* **Entries**:
====

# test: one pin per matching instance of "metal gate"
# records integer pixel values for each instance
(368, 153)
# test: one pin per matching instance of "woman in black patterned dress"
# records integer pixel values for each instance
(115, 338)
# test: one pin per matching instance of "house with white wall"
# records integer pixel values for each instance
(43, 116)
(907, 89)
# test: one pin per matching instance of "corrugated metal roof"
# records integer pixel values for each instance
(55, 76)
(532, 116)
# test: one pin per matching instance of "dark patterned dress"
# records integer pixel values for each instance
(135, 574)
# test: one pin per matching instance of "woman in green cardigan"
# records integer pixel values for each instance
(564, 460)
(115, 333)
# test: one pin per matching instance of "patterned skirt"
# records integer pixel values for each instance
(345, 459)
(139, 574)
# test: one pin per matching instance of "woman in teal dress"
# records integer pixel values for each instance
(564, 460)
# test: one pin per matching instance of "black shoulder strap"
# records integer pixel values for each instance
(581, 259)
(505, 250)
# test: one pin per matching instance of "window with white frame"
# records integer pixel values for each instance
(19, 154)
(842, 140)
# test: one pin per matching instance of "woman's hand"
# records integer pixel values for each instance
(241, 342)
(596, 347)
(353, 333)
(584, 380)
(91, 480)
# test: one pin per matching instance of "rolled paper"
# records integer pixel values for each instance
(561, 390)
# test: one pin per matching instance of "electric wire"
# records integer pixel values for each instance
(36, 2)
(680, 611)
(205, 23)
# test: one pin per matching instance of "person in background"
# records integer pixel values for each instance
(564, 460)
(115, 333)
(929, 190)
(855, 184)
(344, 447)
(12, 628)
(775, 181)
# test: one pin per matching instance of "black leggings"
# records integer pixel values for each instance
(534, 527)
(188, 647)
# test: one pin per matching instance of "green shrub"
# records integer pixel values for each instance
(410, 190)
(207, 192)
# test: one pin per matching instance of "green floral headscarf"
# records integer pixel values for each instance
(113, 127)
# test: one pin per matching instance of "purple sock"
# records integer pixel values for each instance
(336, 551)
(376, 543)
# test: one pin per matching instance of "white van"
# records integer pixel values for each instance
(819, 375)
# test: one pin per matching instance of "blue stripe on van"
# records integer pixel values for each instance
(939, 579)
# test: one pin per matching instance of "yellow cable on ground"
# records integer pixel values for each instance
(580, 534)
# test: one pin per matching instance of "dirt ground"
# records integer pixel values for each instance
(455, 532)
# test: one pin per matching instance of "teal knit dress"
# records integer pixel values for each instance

====

* **Task brief**:
Return the listing above in full, character for character.

* **Correct answer**:
# test: one pin per matching instance of "metal gate"
# records integer pixel values for each instance
(368, 153)
# test: one pin per matching instance of "woman in black patterned dress"
# records integer pixel values for each instance
(115, 338)
# test: one pin per matching instance of "house with white wall"
# records integer pixel values for each instance
(43, 116)
(907, 89)
# test: one pin per matching instance of "corrugated metal roof"
# records integer pixel values for each instance
(55, 76)
(532, 116)
# test: one pin per matching instance of "dark patterned dress"
# records integer pixel values for each instance
(135, 574)
# test: one pin per matching instance of "woman in green cardigan"
# records integer pixel values for each instance
(564, 460)
(115, 333)
# test: one pin per matching instance of "patterned skirt"
# records integer pixel values for each instance
(345, 459)
(139, 574)
# test: one pin per matching instance of "woman in teal dress"
# records integer pixel values for each instance
(564, 460)
# test: one pin per matching instance of "black shoulder strap"
# records integer pixel values for each instance
(581, 259)
(505, 250)
# test: one pin per matching instance of "window with white frame"
# records integer pixel values for each instance
(19, 154)
(842, 140)
# test: one pin per matching instance of "woman's hand"
# records integer pixel values for each instance
(241, 342)
(596, 347)
(353, 333)
(584, 380)
(91, 480)
# test: one pin per matching instance of "rolled paper"
# records integer pixel values for each instance
(561, 390)
# test: one pin per matching instance of "electric wire"
# records integer pixel values for each instance
(36, 2)
(680, 611)
(205, 23)
# test: one pin per matching instance of "person in background"
# records integer pixel values for each instance
(564, 460)
(115, 333)
(929, 190)
(855, 184)
(344, 447)
(12, 628)
(775, 181)
# test: one pin per matching instance of "black leggings"
# records integer pixel values for each instance
(534, 527)
(188, 647)
# test: one pin per matching instance of "green shrub"
# records integer pixel values for each instance
(410, 190)
(207, 192)
# test: one pin per matching instance of "green floral headscarf"
# records integer pixel values for each instance
(113, 127)
# test: one pin per matching instance of "purple sock"
# records integer pixel values for each instance
(336, 551)
(376, 543)
# test: one pin per matching instance of "white van"
# records integer pixel values for each instance
(819, 375)
# test: one pin per matching instance of "blue stripe on van"
# records integer pixel values for each instance
(939, 579)
# test: one pin per matching instance of "yellow cable on ground"
# records integer pixel values for each instance
(580, 534)
# test: one pin per matching instance of "dirt ground"
# records integer pixel values for each instance
(455, 532)
# test: one pin per matching instance of "teal knit dress"
# records integer pixel values for each instance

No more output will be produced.